#### PROBLEM STATEMENT
Retype all the records with nothing changed.

#### RECORDS FOR THIS TASK
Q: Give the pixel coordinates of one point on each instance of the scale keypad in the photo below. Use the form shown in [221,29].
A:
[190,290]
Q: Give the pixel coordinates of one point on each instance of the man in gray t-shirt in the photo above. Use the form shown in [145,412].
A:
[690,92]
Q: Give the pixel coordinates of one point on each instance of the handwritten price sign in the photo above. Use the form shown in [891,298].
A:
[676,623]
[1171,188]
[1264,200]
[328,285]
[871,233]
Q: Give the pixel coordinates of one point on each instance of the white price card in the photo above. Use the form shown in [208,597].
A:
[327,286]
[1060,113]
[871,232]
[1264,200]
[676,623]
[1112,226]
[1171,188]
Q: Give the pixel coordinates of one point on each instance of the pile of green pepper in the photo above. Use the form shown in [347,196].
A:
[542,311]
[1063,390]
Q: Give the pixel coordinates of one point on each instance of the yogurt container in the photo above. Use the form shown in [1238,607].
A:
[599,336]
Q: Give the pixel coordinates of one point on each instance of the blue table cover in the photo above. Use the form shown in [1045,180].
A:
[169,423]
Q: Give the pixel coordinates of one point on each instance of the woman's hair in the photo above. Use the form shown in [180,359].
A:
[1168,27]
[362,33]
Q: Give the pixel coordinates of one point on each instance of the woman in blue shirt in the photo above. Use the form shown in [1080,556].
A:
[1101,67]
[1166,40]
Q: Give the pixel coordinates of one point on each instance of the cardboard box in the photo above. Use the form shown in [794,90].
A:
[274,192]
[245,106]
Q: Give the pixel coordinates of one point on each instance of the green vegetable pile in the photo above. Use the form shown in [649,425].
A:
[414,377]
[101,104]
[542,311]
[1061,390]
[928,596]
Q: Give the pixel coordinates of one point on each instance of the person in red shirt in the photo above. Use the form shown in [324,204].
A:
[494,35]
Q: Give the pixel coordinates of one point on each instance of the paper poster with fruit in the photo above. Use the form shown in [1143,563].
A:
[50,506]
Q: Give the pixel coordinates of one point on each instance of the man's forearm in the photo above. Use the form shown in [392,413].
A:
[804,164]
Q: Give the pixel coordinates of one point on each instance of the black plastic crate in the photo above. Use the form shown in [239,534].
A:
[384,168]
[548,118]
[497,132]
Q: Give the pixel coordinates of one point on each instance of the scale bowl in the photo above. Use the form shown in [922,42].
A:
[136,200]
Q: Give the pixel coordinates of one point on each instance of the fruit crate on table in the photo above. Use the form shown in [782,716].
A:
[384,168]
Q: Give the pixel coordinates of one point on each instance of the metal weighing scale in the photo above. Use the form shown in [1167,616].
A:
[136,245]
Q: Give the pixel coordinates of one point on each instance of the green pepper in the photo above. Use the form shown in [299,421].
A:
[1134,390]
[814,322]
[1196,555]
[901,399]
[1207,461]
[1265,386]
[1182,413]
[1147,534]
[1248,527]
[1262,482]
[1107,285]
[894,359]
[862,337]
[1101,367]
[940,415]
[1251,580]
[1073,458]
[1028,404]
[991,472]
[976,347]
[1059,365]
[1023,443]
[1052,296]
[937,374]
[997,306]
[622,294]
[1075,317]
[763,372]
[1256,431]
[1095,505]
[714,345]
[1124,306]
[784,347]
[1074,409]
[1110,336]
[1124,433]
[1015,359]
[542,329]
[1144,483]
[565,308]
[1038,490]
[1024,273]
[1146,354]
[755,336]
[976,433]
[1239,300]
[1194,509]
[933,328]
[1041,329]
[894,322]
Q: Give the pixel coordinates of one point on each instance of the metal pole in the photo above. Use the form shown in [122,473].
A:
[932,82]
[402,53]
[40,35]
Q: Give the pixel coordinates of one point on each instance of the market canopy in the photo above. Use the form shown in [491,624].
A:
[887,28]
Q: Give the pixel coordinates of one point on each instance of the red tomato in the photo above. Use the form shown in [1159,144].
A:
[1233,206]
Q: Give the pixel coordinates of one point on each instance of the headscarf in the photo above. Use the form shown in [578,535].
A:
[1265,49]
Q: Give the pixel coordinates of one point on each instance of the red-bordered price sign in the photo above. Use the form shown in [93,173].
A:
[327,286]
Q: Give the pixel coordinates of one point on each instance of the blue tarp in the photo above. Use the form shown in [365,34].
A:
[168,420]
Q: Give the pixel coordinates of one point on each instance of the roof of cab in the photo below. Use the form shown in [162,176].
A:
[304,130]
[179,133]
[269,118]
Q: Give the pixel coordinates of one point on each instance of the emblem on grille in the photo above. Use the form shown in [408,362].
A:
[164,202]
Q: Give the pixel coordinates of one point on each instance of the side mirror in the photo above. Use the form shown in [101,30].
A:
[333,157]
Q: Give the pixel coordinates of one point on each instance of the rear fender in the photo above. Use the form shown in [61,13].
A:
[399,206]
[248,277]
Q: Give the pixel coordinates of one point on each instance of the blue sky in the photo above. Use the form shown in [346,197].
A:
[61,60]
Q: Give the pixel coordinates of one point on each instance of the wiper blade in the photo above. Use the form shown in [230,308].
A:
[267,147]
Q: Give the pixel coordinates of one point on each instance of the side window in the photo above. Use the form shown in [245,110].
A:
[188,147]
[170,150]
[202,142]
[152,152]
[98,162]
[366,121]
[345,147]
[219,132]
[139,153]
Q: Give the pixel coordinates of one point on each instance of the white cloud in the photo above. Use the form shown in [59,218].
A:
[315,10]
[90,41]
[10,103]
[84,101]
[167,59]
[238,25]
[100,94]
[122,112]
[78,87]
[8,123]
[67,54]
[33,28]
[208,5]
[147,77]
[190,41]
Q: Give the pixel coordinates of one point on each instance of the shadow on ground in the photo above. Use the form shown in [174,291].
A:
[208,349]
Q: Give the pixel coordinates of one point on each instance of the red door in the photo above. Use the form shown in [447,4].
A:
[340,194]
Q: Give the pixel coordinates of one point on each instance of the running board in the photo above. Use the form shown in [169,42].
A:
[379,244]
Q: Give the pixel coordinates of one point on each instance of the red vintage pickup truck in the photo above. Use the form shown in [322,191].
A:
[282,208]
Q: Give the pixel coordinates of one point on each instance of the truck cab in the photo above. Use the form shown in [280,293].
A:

#### ANSWER TO THIS PROBLEM
Q: Give the pixel coordinates of one point on each instance of the scale keypad in the photo below. Use the form shown in [221,29].
A:
[190,290]
Q: Give the pixel coordinates of one point on each instance of the man in gray t-shirt in the photo above. Use the form shown in [145,412].
A:
[690,92]
Q: Give the pixel coordinates of one point on each instance of the handwritten price sign in the photo above. Use the form shown in [891,298].
A:
[676,623]
[1171,188]
[1264,200]
[328,285]
[871,233]
Q: Give the pixel coordinates of one point on each instance of the white price card in the photo above. Use the form shown in [208,597].
A:
[327,286]
[1060,113]
[871,232]
[1264,200]
[676,623]
[1112,226]
[1171,188]
Q: Give the pixel coordinates of one point on each instance of the pile of green pepper in the photo above. Use the form shown in [347,196].
A:
[542,311]
[1063,390]
Q: Give the pixel coordinates of one point on each instance of the yogurt container in the photo above. Use the form shown in [1238,607].
A:
[599,336]
Q: Give the pixel coordinates of one point on each instance of the blue table cover in the photo above. Use the form shown in [1045,180].
A:
[169,423]
Q: Give the pixel coordinates of one point on each instance of the woman's hair in the photo above. Use the form shown in [180,359].
A:
[1168,27]
[362,33]
Q: Give the pixel coordinates of one point on each instance of the woman in blue shirt in the photo above. Use the form shown in [1080,556].
A:
[1101,67]
[1166,40]
Q: Give the pixel coordinates of one point on each instance of the cardboard box in the photo above. Use the form shown in [794,90].
A:
[274,192]
[245,106]
Q: Give the pixel coordinates of one point on each instance of the green vegetable pile in the photo above. Use the form shown in [649,425].
A:
[414,377]
[101,104]
[542,311]
[1061,390]
[928,596]
Q: Give the pixel coordinates of one point on each instance of the person in red shirt in the photo above. Use the form shown in [324,204].
A:
[494,35]
Q: Give the pixel coordinates of one point on each instance of the paper poster with fruit in the photo above. Use the form shown in [1143,563].
A:
[50,506]
Q: Give the pixel coordinates of one point on each instance of the man's forearm in the photo above. Use the form shown in [392,413].
A:
[804,164]
Q: Give the pixel coordinates of one point on each instance of the black plastic crate in the photo above. Use the form shown in [239,534].
A:
[384,168]
[548,118]
[497,132]
Q: Give the pixel coordinates of one point on each instance of the scale bowl in the photo above. Use the form shown in [922,42].
A:
[136,200]
Q: Give the pixel coordinates of one point on each instance of the fruit crate on table in the photo above. Use the form shown in [782,716].
A:
[384,168]
Q: Give the pixel coordinates of one point on each instance of the metal weighing scale in the photo above. Use the form shown in [1167,616].
A:
[136,245]
Q: Give the pixel coordinates of one point on each instance of the green pepper in the photo above. Use the form shown in [299,421].
A:
[1134,390]
[814,322]
[1196,555]
[901,399]
[1207,461]
[1265,386]
[1182,413]
[1147,534]
[1248,527]
[1262,482]
[1107,285]
[894,359]
[862,337]
[1101,367]
[940,415]
[1251,580]
[1073,458]
[1028,404]
[991,472]
[976,347]
[1059,365]
[1023,443]
[1052,296]
[937,374]
[997,306]
[622,294]
[1075,317]
[763,372]
[1256,431]
[1095,505]
[714,345]
[1124,306]
[784,347]
[1074,409]
[1110,336]
[1124,433]
[1015,359]
[542,329]
[1144,483]
[565,308]
[1038,490]
[1024,273]
[1146,354]
[755,336]
[976,433]
[1239,300]
[1194,509]
[933,328]
[1041,329]
[894,322]
Q: Give the pixel coordinates of one point on each instance of the metal pole in the photo above. Use the form shown in [122,473].
A:
[932,82]
[402,53]
[40,35]
Q: Give the pixel coordinates of one point on each instance of the market canopy in the photo above. Use the form shown in [491,624].
A:
[887,28]
Q: Give the pixel coordinates of one point on each instance of the red tomato in the photo above. Use the form shown in [1159,144].
A:
[1233,206]
Q: Give the pixel coordinates of one point on each instance of the headscarf in the photo above. Use the form shown in [578,535].
A:
[1265,49]
Q: Give the pixel coordinates of one point on each instance of the red-bordered price sign in the photo above. Use the form shown in [93,173].
A:
[327,286]
Q: Give the pixel coordinates of one point on each instance of the blue tarp in the photo above. Use the form shown in [365,34].
A:
[168,420]
Q: Give the pixel coordinates of one point on each instance of the roof of cab in the photo below. Use the form shown in [162,176].
A:
[304,130]
[179,133]
[269,118]
Q: Give the pixel coordinates of one point on each instance of the emblem on grille in the photo above. Use the form shown in [408,362].
A:
[164,202]
Q: Give the pixel coordinates of one point on each instance of the side mirror in the photo above. Use the form shown in [101,30].
A:
[333,157]
Q: Give the pixel coordinates of one point on each instance of the rear fender in the photo above. Use the form shown in [61,13].
A:
[399,206]
[248,277]
Q: Give the pixel coordinates of one point on each instance of the blue sky in the photo above. Use the form shown in [346,197].
A:
[61,60]
Q: Give the pixel coordinates of one point on each instance of the wiper blade in the photo above. Use the form shown in [230,308].
A:
[267,147]
Q: Give the pixel coordinates of one point on each instance of the side window in the photo above. Use the form shown in [245,110].
A:
[188,147]
[170,150]
[202,142]
[152,152]
[98,162]
[366,121]
[345,147]
[219,132]
[139,153]
Q: Give the pixel coordinates of one point on each instance of the white cloud in the photo above. Use the form shown in [59,218].
A:
[315,10]
[90,41]
[10,103]
[84,101]
[167,59]
[238,25]
[100,94]
[122,112]
[78,87]
[8,123]
[67,54]
[33,28]
[208,5]
[147,77]
[190,41]
Q: Give the pixel coordinates of one point on each instance of the shadow on ground in the photo above. Use the form shown in [174,291].
A:
[208,349]
Q: Give the pixel coordinates of one point on each instance of the red door in the photo above. Use the form shown in [447,4].
A:
[340,194]
Q: Give the pixel coordinates of one point on each instance of the running board in the photo above. Use the form shown in [169,42].
A:
[379,244]
Q: Give the pixel coordinates of one point on each instance of the red vintage pickup truck in the photo above. Use the form shown in [322,191].
A:
[282,208]
Q: Give the pixel coordinates of one point on each instance of the truck cab in the photo above. Use the form shown in [280,293].
A:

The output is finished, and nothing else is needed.